What is the number of lines in the listing that contain "below"? Give that number only.

[Record set Boundary: Start]

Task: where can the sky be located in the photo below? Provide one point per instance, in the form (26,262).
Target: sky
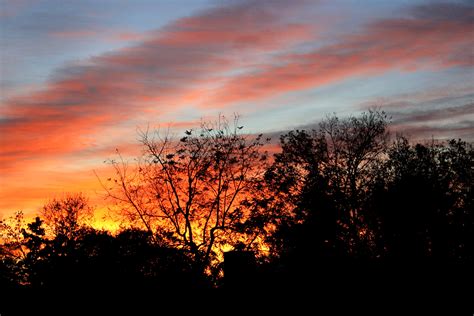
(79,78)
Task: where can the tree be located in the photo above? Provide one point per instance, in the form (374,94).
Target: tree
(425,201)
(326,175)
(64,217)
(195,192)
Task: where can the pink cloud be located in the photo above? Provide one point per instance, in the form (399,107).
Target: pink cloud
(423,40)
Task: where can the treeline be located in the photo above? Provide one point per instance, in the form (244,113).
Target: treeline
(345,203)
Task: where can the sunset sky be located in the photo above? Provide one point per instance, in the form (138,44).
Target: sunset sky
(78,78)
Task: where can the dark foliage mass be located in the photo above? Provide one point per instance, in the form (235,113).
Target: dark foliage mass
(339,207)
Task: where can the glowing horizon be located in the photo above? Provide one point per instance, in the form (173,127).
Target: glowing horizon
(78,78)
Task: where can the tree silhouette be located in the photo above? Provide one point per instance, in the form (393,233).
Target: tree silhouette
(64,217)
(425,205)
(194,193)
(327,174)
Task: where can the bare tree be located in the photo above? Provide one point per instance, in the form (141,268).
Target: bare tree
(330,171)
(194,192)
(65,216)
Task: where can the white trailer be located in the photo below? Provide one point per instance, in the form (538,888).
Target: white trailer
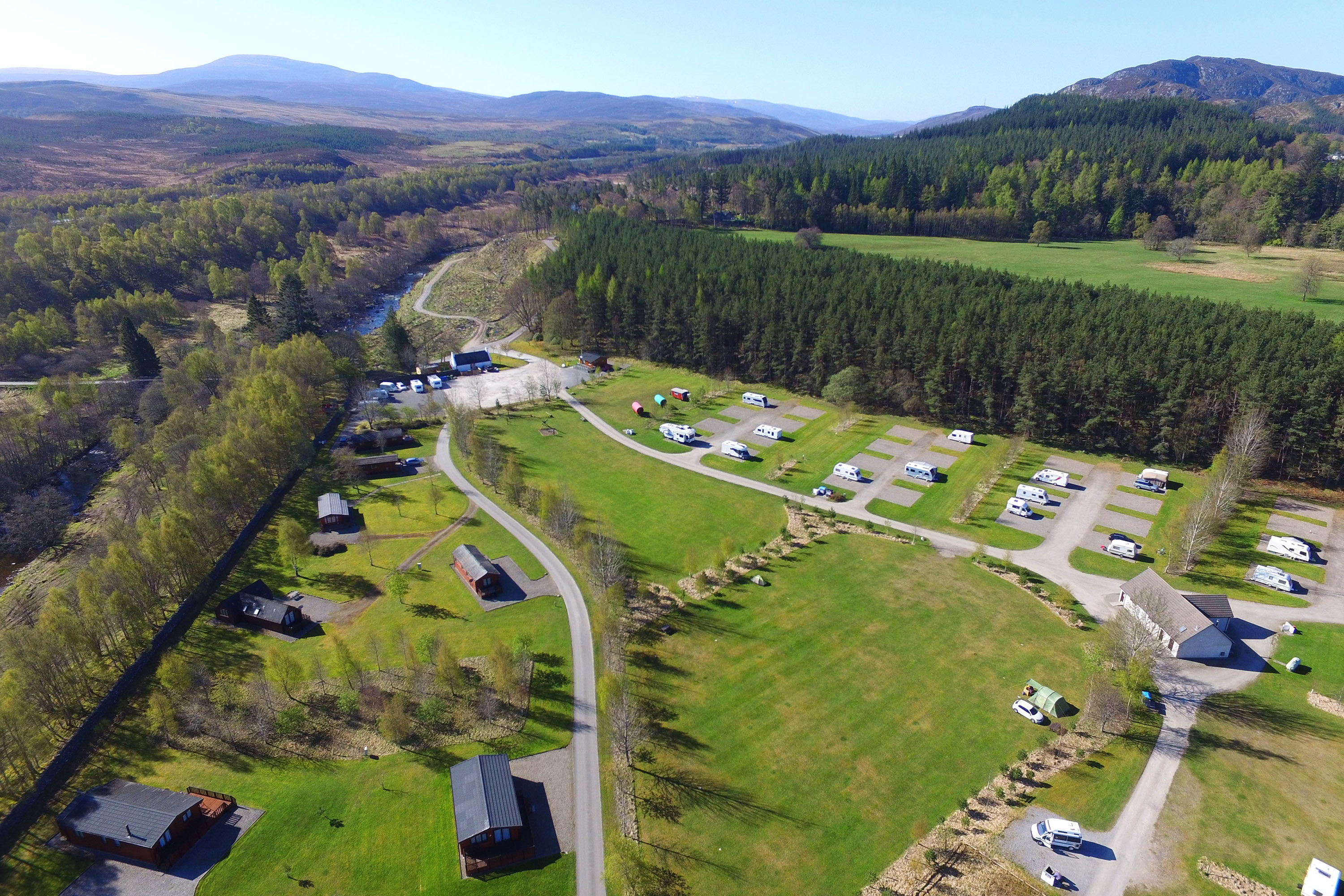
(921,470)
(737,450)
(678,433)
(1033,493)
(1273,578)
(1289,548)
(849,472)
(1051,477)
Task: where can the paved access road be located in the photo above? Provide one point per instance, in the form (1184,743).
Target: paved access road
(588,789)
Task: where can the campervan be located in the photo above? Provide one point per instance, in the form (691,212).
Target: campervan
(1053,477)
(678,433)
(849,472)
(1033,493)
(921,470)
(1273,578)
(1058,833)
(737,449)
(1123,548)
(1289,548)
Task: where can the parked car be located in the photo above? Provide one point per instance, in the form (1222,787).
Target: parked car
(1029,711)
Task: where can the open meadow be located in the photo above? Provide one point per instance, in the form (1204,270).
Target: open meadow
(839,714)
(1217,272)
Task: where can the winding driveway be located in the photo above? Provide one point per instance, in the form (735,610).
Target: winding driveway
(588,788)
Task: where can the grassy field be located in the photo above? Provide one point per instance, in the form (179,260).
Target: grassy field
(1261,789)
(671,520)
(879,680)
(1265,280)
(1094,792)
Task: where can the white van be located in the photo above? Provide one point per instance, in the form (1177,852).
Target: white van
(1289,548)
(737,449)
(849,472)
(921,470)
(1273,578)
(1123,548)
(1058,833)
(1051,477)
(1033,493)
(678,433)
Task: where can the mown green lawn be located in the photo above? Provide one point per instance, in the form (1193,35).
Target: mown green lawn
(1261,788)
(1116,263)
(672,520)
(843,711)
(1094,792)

[Record set Boundary: End]

Expected output:
2